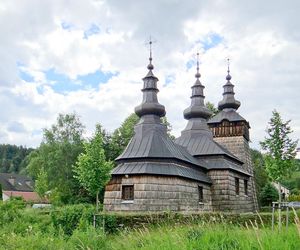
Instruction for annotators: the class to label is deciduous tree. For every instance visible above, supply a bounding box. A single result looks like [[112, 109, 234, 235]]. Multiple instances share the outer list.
[[27, 114, 84, 203], [73, 124, 113, 211]]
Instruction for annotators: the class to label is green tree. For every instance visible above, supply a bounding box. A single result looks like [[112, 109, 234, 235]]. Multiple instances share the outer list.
[[34, 168, 49, 199], [205, 102, 219, 116], [260, 110, 298, 228], [251, 149, 270, 206], [259, 182, 279, 206], [260, 110, 298, 182], [27, 114, 84, 203], [0, 183, 3, 201], [73, 124, 113, 211]]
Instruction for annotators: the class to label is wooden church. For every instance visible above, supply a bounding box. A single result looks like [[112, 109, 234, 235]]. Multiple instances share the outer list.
[[104, 49, 257, 212]]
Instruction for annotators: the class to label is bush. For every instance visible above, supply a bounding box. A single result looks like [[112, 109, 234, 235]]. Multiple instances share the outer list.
[[260, 183, 279, 206], [0, 197, 25, 226], [68, 227, 108, 250], [51, 204, 95, 236], [288, 194, 300, 201]]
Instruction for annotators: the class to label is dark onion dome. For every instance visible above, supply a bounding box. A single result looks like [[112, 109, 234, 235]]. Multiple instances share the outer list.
[[183, 54, 212, 120], [112, 48, 211, 184], [135, 57, 166, 117], [218, 65, 241, 110]]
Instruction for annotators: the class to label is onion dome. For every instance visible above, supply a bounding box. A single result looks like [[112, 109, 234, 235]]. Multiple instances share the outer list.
[[135, 51, 166, 117], [183, 53, 212, 120], [218, 59, 241, 110]]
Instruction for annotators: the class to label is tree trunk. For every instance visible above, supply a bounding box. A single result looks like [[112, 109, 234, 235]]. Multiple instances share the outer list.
[[96, 191, 99, 213], [278, 182, 281, 231]]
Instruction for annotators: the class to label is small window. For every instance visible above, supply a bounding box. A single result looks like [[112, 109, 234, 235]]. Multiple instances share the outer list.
[[122, 185, 134, 201], [244, 180, 248, 195], [198, 186, 203, 202], [235, 178, 240, 195]]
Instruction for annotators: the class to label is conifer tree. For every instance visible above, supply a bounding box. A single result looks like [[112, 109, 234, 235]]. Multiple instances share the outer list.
[[260, 110, 298, 228]]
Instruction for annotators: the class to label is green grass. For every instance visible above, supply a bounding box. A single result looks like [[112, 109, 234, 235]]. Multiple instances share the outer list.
[[0, 201, 300, 250], [110, 224, 300, 250], [0, 224, 300, 250]]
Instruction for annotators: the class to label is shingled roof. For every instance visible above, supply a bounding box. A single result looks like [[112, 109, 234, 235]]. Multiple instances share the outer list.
[[112, 52, 211, 183], [0, 173, 34, 192], [175, 56, 248, 176]]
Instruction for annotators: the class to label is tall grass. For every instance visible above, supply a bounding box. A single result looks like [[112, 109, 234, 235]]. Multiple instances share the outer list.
[[0, 201, 300, 250]]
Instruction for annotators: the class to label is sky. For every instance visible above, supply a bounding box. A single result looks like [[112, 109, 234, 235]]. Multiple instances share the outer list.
[[0, 0, 300, 149]]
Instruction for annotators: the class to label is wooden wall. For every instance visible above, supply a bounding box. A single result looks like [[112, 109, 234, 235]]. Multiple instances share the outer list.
[[104, 175, 212, 211]]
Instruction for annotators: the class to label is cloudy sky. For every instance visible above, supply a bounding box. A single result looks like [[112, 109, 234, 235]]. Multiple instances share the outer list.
[[0, 0, 300, 148]]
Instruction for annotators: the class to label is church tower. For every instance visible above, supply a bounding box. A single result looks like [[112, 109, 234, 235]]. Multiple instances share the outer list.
[[176, 54, 253, 212], [208, 59, 258, 210], [104, 44, 211, 211]]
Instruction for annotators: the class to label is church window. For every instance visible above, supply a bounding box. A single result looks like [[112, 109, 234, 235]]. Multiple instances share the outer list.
[[244, 180, 248, 195], [235, 178, 240, 195], [122, 185, 134, 201], [198, 186, 203, 202]]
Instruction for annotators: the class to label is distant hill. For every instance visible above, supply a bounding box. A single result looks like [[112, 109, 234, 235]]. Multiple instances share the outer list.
[[0, 144, 33, 173]]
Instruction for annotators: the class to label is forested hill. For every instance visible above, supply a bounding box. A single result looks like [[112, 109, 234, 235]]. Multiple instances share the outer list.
[[0, 144, 33, 173]]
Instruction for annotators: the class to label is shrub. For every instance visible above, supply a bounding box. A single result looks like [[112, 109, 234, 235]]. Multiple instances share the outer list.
[[0, 197, 25, 226], [51, 204, 95, 236], [260, 183, 279, 206], [68, 227, 107, 250], [288, 194, 300, 201]]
☆ ☆ ☆ ☆ ☆
▶ **Written problem**
Report every line in the rows above that includes the word "hill", copying each one in full.

▶ **Answer**
Instruction for annotators: the class to label is distant hill. For every instance visible above, supply a bounding box. A single result looks like [[112, 109, 234, 235]]. Multiple instances share the outer list.
Instruction for annotators: the class to label is forested hill. For every instance visible above, supply a bounding box. A single result looks like [[112, 109, 234, 235]]. Multiple instances share the outer list.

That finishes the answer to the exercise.